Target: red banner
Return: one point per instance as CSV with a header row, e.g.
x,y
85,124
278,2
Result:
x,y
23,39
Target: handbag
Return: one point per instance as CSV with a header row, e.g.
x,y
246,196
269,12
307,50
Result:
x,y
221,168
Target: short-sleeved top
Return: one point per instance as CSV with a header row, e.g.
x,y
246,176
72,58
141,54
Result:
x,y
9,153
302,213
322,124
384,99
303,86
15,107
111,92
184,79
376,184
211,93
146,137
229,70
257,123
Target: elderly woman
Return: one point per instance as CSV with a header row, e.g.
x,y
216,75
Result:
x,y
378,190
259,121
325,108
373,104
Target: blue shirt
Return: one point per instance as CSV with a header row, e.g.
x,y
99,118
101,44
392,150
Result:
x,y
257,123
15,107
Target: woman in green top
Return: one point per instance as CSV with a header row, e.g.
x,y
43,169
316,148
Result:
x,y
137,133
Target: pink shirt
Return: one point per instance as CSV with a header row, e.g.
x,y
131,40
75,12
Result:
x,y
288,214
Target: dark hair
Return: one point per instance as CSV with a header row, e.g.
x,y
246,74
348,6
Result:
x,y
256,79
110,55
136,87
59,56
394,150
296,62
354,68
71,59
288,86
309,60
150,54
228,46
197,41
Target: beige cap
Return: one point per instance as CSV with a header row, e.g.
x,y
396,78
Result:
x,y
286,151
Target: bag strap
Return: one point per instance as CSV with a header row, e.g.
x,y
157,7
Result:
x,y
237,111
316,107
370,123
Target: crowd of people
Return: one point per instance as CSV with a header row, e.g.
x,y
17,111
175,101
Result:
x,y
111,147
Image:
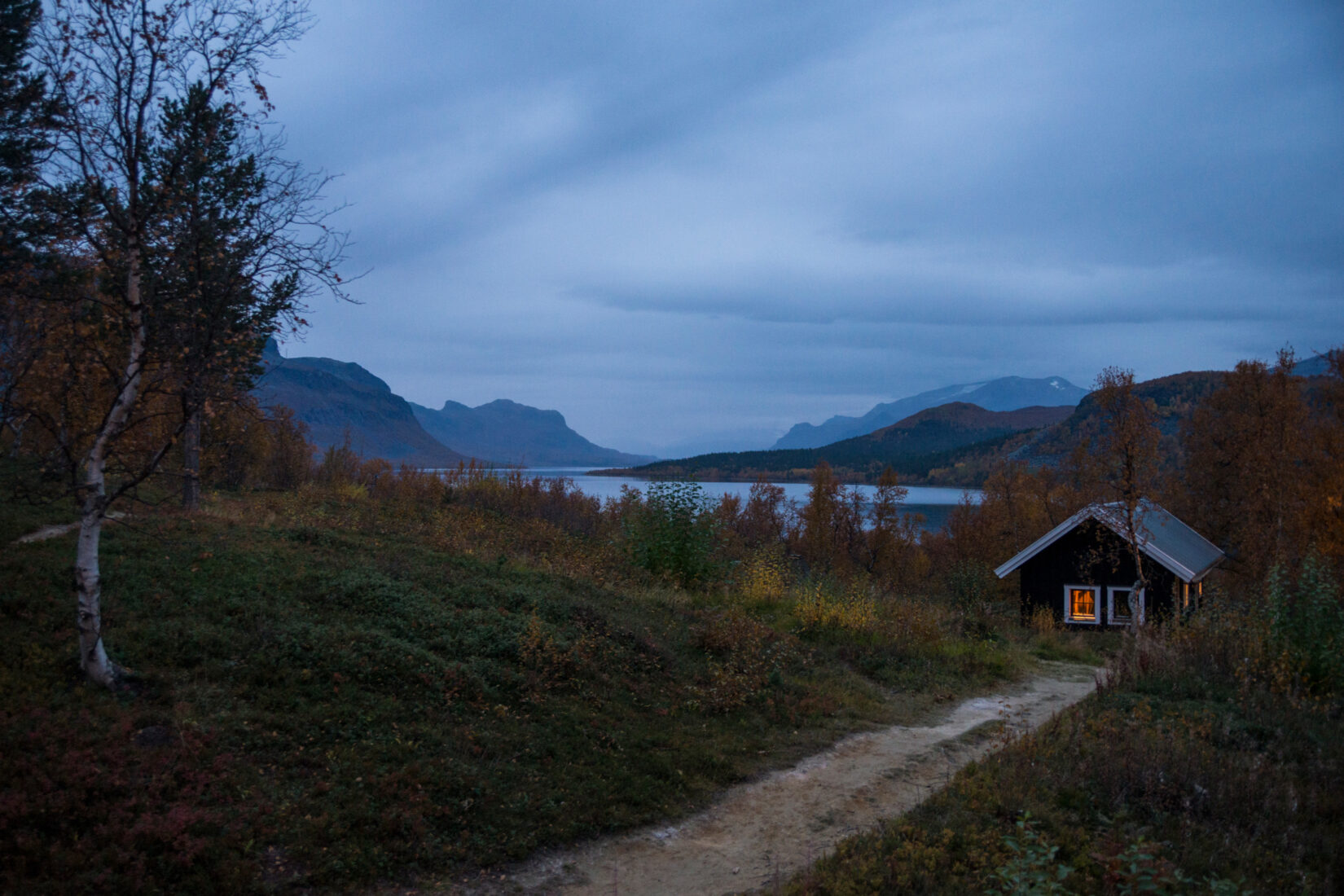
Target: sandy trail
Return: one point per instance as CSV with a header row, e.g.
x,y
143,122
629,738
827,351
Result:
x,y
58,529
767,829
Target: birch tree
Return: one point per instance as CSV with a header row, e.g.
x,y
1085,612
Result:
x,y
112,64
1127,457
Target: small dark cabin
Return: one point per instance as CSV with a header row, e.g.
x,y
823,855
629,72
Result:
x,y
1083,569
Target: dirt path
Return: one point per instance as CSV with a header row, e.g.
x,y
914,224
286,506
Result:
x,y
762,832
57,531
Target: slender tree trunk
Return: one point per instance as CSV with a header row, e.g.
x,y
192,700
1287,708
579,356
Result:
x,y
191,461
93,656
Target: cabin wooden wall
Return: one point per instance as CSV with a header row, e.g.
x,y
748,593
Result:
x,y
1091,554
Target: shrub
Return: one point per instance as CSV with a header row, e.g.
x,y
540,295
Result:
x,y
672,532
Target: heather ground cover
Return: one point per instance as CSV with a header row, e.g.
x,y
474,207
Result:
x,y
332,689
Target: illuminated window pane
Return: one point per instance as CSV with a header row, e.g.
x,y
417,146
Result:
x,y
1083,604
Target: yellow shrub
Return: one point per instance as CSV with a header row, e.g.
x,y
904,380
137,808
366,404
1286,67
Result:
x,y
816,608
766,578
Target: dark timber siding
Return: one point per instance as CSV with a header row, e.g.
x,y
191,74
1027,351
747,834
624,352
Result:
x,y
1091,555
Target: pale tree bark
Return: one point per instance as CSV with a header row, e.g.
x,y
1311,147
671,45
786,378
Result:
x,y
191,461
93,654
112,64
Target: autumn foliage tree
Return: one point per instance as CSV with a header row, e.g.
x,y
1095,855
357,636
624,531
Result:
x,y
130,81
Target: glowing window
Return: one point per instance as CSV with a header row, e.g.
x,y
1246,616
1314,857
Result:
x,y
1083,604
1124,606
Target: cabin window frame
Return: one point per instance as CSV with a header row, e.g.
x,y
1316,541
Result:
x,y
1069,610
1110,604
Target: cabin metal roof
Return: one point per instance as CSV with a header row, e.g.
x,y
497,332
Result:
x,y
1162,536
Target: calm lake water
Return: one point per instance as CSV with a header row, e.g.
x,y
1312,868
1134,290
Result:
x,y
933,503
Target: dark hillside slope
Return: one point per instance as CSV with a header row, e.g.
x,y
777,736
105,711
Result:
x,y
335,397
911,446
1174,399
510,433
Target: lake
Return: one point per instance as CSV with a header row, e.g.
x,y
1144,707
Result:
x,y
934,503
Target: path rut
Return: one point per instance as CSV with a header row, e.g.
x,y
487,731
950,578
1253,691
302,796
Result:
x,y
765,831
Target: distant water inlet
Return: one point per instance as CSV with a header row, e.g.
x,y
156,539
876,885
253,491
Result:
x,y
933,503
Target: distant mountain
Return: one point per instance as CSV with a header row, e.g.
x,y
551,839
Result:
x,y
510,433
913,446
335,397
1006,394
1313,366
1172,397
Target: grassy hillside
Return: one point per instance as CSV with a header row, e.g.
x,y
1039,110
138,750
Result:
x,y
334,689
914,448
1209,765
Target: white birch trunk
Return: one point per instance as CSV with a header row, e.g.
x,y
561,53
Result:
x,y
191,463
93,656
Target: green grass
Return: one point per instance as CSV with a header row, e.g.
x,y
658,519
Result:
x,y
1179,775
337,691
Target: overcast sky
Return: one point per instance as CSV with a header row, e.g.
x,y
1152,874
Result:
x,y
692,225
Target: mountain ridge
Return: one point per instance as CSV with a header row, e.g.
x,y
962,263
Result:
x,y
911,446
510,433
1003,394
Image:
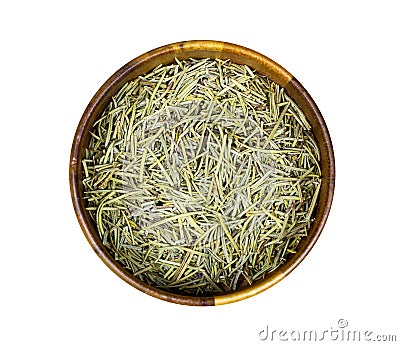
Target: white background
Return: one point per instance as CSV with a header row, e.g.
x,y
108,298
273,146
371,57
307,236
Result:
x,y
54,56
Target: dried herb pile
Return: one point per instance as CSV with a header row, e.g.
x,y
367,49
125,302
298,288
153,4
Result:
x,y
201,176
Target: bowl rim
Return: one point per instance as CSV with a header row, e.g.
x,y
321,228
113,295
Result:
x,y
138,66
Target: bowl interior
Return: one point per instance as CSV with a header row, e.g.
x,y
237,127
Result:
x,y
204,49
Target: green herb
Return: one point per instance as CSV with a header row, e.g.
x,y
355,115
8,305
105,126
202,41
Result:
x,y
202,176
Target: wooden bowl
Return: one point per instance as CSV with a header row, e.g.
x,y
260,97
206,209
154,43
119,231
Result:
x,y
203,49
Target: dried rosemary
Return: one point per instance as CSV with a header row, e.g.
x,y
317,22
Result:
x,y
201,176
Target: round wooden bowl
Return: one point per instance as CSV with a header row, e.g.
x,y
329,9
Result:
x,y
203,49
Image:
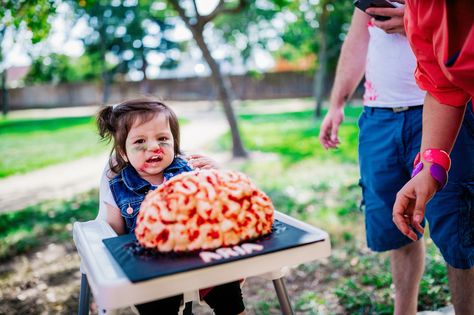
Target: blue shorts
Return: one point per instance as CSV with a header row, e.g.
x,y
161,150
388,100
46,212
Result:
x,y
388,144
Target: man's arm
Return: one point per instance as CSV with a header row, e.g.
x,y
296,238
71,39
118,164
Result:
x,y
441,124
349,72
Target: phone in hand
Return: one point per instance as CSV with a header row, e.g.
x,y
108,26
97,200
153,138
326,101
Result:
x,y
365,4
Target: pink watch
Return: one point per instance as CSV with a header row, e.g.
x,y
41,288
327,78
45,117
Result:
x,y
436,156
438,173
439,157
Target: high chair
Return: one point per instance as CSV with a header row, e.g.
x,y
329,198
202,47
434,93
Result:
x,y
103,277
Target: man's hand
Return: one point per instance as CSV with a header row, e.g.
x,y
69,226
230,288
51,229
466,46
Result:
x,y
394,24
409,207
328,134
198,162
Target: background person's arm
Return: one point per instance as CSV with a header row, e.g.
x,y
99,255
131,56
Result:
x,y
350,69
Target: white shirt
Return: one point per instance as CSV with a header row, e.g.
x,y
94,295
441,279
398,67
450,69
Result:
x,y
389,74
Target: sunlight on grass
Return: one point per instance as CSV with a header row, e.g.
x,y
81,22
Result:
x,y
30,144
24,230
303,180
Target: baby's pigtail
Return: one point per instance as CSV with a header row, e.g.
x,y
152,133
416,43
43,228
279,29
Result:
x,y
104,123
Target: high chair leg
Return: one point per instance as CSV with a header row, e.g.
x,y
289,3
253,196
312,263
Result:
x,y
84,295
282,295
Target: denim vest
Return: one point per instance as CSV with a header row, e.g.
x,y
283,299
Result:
......
Determine which lines above include the word "window", and report those lines in full.

Answer for this exercise:
Target: illuminated window pane
Target: glowing window
Target: cabin window frame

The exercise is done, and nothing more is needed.